QUOTED PASSAGE:
Our Scottish Casualty team have had a busy first half of the year.  As we enjoy the last of the summer months, we have been reflecting on what the team has achieved for our clients. This article offers a summary of those successes, together with some insights as we look forward. 

Successful defences at trial

We continue to support clients with the defence of contentious cases to proof (trial) in both employers and public liability claims. Since the last update in December 2022, the team has secured four further successes at proof for our clients. In all but one of the cases so far in 2023, the specialist Personal Injury Court has issued ex tempore (and so, unreported) decisions in our clients’ favour.

No employers’ liability for ice slip – One of our supermarket clients defended an action to trial. The employee claimed to have slipped on ice on a pallet. He alleged that he had been working in the cold store and that as he reached forward to pick up a box suddenly and without warning, the pallet slipped from underneath him.

Our position was that the claimant had failed to prove what he slipped on or even what caused him to fall. It was telling that in evidence, the claimant did not seek to argue there was ice on the pallet. But rather, he suggested that Ice had formed under the pallet. The claimant also urged the court to accept that his memory of events at the hearing should be preferred over his contemporaneous written statements.

A decision was taken not to lead evidence on behalf of the defender. This case was a reminder that the claimant must set out a case and take steps to prove it. In most cases, for the types of claims we deal with, the claimant must prove negligence.

No employers’ liability for falling object – This was another claim in which we recommended against leading evidence to rebut the claim. The claimant in this case worked for a hardware company. Part of her duties involved cutting work tops to customer specifications. In this case she alleged that she had been tasked with cutting a worktop and that, following the cut, it had fallen from the saw and struck her.

The claimant contended that she ought to have been trained to ensure the material on the saw was secure following a cut. This sat somewhat uncomfortably with her acceptance that she had been trained to ensure the material was secure prior to the cut and before beginning a new cut. The defender decided not to lead evidence on the basis that the claimant was unable to prove what had caused the material to fall, or what the employer could reasonably have been expected to do which would have prevented the accident. The court agreed on both counts.

No public liability for customer volunteering to assist with lift – The claimant in this case was a customer at a hardware store.  He alleged that he was injured after bag of compost he was carrying with a member of staff was unexpectedly dropped by that member of staff.

WRITTEN TASKS:
1. Please list the headings of the individual case summaries in the casualty team update.
2. Answer these from the casualty team update:
(a) How many further successes at proof has the team secured since December 2022?
(b) In the falling object claim, what kind of company employed the claimant?
(c) In the ice slip claim, where did the claimant suggest in evidence that ice had formed?

(Contour labeling entries)

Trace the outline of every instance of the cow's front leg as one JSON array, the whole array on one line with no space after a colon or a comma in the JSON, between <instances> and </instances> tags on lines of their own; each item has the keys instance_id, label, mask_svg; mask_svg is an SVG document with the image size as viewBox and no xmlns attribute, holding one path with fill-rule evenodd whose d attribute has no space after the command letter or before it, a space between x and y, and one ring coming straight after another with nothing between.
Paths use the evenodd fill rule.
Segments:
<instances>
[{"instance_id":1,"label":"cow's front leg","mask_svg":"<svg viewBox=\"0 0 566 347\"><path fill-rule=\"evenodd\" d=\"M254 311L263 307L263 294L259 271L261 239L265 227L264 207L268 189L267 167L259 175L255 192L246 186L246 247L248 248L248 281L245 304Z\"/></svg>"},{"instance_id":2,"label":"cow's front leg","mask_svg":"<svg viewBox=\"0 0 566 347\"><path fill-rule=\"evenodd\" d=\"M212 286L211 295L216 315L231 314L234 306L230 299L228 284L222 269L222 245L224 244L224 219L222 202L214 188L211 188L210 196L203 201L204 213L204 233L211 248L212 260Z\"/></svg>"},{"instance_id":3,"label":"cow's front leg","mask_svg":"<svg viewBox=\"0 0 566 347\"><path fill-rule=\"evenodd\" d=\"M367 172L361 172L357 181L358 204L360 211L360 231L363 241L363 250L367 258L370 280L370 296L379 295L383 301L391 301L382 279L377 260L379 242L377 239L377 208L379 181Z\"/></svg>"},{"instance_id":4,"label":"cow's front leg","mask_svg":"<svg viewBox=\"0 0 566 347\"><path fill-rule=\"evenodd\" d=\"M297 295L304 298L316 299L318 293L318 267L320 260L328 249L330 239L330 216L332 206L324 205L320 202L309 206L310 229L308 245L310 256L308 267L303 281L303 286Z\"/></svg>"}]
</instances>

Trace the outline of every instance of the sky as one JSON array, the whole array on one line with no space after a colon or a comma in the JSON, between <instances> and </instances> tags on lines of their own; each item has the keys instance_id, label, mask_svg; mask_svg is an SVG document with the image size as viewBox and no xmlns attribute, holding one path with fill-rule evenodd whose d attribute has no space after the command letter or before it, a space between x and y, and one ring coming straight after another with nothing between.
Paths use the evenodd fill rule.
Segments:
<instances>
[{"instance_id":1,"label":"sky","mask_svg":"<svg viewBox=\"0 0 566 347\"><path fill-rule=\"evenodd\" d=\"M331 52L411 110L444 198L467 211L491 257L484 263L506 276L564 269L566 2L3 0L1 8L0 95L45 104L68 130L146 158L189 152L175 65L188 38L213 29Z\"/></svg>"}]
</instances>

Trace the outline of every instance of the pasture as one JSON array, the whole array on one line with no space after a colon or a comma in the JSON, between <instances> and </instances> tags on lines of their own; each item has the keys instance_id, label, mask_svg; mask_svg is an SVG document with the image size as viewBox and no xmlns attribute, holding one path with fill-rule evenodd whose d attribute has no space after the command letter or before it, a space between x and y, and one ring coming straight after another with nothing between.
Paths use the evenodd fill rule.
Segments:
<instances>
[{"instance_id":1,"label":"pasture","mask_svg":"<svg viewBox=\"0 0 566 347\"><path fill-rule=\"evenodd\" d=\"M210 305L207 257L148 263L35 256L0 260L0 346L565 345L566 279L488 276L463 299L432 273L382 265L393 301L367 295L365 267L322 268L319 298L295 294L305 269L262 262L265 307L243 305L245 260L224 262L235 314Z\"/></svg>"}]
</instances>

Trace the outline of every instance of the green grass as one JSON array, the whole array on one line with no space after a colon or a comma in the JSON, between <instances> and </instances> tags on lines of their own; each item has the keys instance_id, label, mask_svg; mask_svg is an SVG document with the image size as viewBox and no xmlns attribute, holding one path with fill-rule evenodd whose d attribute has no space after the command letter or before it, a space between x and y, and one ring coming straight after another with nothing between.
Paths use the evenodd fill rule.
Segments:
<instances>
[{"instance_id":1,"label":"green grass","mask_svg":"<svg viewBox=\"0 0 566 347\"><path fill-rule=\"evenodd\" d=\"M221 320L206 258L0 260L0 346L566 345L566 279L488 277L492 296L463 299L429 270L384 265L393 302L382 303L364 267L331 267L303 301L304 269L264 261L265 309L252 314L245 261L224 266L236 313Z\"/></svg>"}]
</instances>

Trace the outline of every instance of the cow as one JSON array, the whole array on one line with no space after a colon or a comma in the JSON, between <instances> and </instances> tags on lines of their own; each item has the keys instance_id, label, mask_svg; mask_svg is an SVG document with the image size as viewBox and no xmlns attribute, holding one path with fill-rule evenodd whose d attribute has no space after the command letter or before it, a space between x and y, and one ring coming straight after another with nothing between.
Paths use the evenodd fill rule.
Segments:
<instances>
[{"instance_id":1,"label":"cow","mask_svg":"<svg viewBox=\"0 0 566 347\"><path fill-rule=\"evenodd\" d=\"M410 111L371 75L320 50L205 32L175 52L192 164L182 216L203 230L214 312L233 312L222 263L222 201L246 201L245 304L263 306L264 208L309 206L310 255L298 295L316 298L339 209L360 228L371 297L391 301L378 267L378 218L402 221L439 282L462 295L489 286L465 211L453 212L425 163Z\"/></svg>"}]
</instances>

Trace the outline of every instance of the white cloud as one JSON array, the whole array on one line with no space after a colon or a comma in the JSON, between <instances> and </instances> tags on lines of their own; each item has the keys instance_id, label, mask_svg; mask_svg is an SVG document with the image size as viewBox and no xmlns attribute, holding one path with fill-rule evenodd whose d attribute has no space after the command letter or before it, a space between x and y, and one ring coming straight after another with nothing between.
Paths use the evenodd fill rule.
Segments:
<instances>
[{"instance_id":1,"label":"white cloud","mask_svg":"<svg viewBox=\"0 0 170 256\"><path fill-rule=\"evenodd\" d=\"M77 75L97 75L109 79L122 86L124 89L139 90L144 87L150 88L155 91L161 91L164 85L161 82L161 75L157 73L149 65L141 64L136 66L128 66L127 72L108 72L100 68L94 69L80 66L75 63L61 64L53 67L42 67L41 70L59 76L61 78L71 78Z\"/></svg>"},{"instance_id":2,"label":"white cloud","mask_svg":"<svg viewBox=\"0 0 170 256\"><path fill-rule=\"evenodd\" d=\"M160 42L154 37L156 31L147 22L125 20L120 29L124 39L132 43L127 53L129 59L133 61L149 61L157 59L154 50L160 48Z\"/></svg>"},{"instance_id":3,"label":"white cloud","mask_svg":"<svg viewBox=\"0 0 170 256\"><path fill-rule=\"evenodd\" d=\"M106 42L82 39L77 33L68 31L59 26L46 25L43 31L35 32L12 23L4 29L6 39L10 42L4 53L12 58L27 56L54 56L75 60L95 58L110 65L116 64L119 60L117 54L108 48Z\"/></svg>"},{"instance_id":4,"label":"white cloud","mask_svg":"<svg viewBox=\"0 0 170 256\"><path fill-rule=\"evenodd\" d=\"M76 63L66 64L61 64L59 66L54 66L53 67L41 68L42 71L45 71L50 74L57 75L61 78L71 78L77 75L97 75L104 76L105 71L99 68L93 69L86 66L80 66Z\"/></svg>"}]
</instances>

EXERCISE ANSWERS:
1.
No employers’ liability for ice slip
No employers’ liability for falling object
No public liability for customer volunteering to assist with lift

2.
(a) Four.
(b) A hardware company.
(c) Under the pallet.